WHAT YOU ARE ASKED TO DO:
Render the lines below, from the first one through the line that contains "273 195 L 272", as a two-column CSV with the header input,output. Give one row per outline job, with its text under input and its answer under output, each in a single quoted field with line breaks replaced by spaces.

RECORD EXTRACTS:
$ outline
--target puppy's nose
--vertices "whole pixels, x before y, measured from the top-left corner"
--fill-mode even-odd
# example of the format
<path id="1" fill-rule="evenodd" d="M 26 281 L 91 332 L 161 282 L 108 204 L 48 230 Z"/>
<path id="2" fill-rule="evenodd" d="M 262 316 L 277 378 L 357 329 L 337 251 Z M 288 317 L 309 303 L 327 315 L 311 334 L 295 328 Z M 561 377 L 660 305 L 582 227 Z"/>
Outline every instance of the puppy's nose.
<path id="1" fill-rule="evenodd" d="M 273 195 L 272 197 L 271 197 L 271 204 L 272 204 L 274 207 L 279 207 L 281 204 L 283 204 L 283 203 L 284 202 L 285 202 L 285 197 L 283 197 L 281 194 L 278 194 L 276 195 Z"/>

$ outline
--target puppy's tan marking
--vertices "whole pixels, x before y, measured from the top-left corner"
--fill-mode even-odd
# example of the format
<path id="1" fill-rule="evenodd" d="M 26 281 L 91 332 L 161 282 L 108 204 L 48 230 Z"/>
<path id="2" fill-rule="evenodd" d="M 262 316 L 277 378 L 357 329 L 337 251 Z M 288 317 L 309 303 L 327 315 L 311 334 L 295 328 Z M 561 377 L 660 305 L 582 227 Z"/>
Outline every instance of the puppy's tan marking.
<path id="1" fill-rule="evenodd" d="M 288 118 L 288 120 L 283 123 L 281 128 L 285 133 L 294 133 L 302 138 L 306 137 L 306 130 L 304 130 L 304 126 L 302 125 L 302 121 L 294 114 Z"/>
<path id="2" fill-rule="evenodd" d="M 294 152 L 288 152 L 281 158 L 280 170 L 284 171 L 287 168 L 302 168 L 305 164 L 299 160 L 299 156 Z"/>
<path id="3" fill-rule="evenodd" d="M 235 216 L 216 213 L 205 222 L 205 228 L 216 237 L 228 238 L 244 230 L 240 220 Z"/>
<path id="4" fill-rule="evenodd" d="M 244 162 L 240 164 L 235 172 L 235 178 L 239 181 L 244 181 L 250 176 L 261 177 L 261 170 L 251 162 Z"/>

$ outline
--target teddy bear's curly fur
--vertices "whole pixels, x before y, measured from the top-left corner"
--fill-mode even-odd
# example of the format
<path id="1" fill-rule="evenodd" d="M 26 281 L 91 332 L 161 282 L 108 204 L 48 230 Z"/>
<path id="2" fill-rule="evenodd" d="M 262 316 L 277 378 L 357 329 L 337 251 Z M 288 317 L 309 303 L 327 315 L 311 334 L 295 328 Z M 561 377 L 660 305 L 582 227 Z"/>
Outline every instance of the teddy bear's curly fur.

WRITTEN SOLUTION:
input,output
"$ outline --target puppy's nose --vertices ""whole pixels, x before y, measured from the top-left corner"" --fill-mode even-odd # example of the format <path id=""1"" fill-rule=""evenodd"" d=""M 26 281 L 91 332 L 161 282 L 108 204 L 48 230 Z""/> <path id=""2"" fill-rule=""evenodd"" d=""M 262 316 L 277 378 L 357 329 L 337 251 Z M 288 317 L 309 303 L 327 315 L 311 334 L 295 328 Z M 561 377 L 660 305 L 582 227 Z""/> Outline every instance of the puppy's nose.","<path id=""1"" fill-rule=""evenodd"" d=""M 273 195 L 272 197 L 271 197 L 271 204 L 272 204 L 274 207 L 279 207 L 281 204 L 283 204 L 283 203 L 284 202 L 285 202 L 285 197 L 283 197 L 281 194 L 278 194 L 276 195 Z""/>"